§ Exercise A
Render the lines of the records from the line containing "Annotation sprint — target object: asphalt" up to and including the line containing "485,283,553,349" as a JSON list of strings, one string per line, with blank lines left out.

§ Document text
_ _ _ _

Yellowknife architect wins national award for house

Jorge Barrera
Northern News Services

Yellowknife (Feb 14/01) - "The business of architecture is to establish emotional relationships by means of raw materials." French architect Le Courbusier said this.

Yellowknife award winning architect Kayhan Nadji quotes him to explain the idea behind his award-winning home at Niven Lake.

Idea. Earth, sky, fire. Stone, glass, wood.

He used and built a house.

It sits in the Niven Lake subdivision surrounded by houses with big garages.

It doesn't have square corners. The house is round, peaking in a glass dome. At night with the lights on it gleams 360 degrees; Old Town, Niven Lake, Tin Can Hill, Franklin Ave.

On January 25, in Toronto, Kayhan Nadji received a national design award for his house. The award -- best built environmental-small structure from Design Exchange-National Post -- was presented during a glittering gala downtown.

This is not his first award. Nadji's house has appeared in the pages of various architecture magazines and he was named one of the century's top 2,000 artists and designers by the Biographical Society in Cambridge, England.

Fuse a scientist and an artist you get an architect.

Aesthetics and functionality

Nadji fashioned the railings on his spiral staircase from wooden closet rods. He split them length-wise and soaked them in water until he could bend the perfect curve. Joining them end on end he bolted them to the wall.

Wood, water and hand

The house stands on three round beams and six columns around the outside wall leaving the middle space open.

Standing on the main floor of the three story house you can look up through the domed sky-light.

From the top floor you can look back down. All rooms revolve around this empty centre.

The woodstove sits dead centre on the main floor. The chimney rises straight through the skylight.

On the main floor, following the interior's circumference clockwise, a small sitting room flows into the kitchen, flows into the dining room, flows into the livingroom and back to the entrance.

The second floor is lined with bedrooms and on the third floor is Nadji's library, lined with books, Iranian mats and cushions.

Up here the skylight dome is huge.

It took him two years of planning, three other models and eight months of construction to finish the building, but the concept took a lifetime.

The circle, with fire at its centre, the open spaces that blur the line between interior and exterior, are influences and ideas incorporated from Northern aboriginal culture and their solutions to living on a harsh landscape and climate.

"The conical shape is most respected among Dene," said the Iranian born Nadji, "it gives spiritual power.

"I made the conical shape as a skylight to accentuate the cultural aspects of the relationship between earth and sky," said Nadji.

Nadji believes unity is the ground of architecture. An idea rooted in the Baha'i faith. And from this he built a house.

Unity in diversity

"The idea came a long time ago," he said.

"I wanted to bring together Inuit and Dene culture and create something functional that meets the requirements of the North but still respects the culture," said Nadji.

Cultural traits do not exist in vacuums. They're extensions of environment. Behind the myth is a practical reason for things.

According to Nadji circular structures adapt best to the Northern climate.

"The circular form gives least resistance to the wind," said Nadji.

"With less resistance there is lower snow deposits or snowdrifts," he said.

And it logically follows with less wind resistance, less energy is needed for heating.

"You don't need much energy to fight with energy from outside," he said.

More economical

The circle is also more economical than the square.

"A square and circle can have the same area but the proportions between the parameter is different, the circle's is less," he said.

"You don't need as much material to build the walls," said Nadji.

"Basically I wanted to respect (Northern aboriginal) culture and make it functional," said Nadji, "I think I have done that."

"I believe that architecture is not just about dimensions but about relationships with human beings," he said.

"My message is to respect and understand culture," he said.

"My goal is to bring it to reality."

And to this the house rises, a slow revolution that ends in glass, a filter for sky.

_ _ _ _

§ Exercise B
Using the article on Kayhan Nadji's house, answer each item below.
(i) On what date and in which city did Nadji receive the national design award?
(ii) What did Nadji fashion the railings on his spiral staircase from?
(iii) How many months of construction did the building take?

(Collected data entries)
_ _ _ _

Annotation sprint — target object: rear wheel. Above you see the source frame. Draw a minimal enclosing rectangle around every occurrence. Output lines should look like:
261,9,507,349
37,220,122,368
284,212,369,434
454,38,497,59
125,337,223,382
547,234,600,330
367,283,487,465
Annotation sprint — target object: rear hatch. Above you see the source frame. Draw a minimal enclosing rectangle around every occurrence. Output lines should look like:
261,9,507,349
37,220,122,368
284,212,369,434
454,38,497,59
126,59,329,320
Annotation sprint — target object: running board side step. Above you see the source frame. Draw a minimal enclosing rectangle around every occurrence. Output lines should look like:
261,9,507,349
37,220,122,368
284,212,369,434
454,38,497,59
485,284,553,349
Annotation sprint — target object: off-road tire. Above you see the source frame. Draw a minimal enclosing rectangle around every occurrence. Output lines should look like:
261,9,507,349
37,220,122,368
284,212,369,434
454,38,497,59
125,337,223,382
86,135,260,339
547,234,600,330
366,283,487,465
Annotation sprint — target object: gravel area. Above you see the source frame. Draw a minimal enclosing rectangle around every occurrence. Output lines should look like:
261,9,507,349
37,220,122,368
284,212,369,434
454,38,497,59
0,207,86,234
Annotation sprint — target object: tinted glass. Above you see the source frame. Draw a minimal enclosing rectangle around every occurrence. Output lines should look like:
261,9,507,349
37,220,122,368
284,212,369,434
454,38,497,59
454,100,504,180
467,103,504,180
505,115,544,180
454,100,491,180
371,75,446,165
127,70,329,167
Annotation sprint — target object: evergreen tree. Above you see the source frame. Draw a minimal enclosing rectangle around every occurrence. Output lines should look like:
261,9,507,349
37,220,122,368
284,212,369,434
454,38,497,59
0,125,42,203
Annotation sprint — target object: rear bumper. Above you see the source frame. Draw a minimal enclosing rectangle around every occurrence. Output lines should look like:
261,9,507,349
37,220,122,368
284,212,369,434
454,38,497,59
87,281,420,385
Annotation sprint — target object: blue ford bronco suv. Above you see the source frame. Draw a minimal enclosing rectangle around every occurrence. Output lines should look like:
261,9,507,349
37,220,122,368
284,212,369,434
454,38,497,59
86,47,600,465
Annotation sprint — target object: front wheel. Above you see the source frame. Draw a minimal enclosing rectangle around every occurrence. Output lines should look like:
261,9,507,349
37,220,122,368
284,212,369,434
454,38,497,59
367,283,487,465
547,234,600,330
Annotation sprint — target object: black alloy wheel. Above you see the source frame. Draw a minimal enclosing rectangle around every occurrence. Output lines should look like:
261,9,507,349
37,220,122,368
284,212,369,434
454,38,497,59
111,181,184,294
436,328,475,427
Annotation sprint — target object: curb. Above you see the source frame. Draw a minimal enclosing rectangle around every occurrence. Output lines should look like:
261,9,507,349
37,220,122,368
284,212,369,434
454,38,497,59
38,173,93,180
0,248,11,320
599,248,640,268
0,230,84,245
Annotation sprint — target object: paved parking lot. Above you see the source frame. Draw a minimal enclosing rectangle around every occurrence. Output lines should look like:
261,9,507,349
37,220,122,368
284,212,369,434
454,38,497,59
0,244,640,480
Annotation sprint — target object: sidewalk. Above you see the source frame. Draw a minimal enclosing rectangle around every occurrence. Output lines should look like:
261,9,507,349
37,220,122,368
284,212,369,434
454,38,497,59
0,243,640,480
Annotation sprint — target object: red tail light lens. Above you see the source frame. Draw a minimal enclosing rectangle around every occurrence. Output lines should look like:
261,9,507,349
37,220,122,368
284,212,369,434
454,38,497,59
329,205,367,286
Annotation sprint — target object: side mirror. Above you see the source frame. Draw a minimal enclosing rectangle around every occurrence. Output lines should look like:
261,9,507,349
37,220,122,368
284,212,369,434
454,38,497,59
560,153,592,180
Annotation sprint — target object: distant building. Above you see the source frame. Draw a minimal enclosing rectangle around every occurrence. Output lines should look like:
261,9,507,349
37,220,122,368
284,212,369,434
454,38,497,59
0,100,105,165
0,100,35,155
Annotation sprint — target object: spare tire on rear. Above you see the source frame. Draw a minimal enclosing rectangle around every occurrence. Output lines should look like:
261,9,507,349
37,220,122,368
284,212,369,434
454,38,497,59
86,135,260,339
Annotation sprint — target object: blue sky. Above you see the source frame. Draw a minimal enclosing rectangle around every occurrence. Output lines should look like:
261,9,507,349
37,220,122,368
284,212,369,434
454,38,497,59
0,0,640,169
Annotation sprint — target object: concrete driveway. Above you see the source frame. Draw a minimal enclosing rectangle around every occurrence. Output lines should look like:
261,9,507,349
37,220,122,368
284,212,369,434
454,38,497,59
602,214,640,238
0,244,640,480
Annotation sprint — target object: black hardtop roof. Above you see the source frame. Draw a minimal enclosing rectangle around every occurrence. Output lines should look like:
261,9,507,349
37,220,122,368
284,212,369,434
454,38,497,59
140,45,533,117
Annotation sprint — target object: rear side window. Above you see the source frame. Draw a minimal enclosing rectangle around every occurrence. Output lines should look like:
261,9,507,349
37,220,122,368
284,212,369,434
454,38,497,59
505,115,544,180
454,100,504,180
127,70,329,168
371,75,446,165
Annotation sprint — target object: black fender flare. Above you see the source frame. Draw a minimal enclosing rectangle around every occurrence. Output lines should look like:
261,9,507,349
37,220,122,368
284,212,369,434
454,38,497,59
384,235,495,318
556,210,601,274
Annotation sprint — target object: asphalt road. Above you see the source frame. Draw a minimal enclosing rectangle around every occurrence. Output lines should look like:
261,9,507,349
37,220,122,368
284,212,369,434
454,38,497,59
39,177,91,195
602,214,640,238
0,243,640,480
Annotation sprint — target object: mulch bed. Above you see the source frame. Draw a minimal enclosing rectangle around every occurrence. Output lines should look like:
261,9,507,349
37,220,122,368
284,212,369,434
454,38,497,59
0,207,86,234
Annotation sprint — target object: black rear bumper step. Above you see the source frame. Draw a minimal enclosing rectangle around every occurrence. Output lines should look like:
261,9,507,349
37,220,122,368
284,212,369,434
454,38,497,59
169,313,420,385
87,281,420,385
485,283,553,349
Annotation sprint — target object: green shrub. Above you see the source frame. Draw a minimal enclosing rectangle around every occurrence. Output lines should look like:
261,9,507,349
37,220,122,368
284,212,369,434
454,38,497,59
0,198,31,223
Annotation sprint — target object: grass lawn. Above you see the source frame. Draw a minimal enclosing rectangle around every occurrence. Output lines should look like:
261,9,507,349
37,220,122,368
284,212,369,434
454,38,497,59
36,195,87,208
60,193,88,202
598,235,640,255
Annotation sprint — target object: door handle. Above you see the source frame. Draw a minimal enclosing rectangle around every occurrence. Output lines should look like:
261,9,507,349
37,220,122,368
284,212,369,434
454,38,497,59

_ _ _ _

§ Expected output A
[
  "Annotation sprint — target object: asphalt road. Above you see the source frame. Draw a minimal enclosing rectangle around every occurrence. Output lines should look like:",
  "261,9,507,349",
  "37,220,122,368",
  "284,212,369,434",
  "454,38,497,59",
  "39,177,91,195",
  "602,214,640,238",
  "0,243,640,480",
  "Annotation sprint — target object: mulch bed. Above you see the source frame. Draw a minimal enclosing rectangle around every occurrence. Output lines should look like:",
  "261,9,507,349",
  "37,220,122,368",
  "284,212,369,434",
  "454,38,497,59",
  "0,207,86,234",
  "Annotation sprint — target object: black rear bumper step. Above you see the source frame. Draw a minimal enclosing rectangle around every occurrence. Output lines should look like:",
  "261,9,507,349",
  "37,220,122,368",
  "284,212,369,434",
  "454,38,497,59",
  "169,313,420,385",
  "87,281,420,385",
  "485,283,553,349"
]

§ Expected output B
(i) January 25, in Toronto.
(ii) Wooden closet rods.
(iii) Eight months.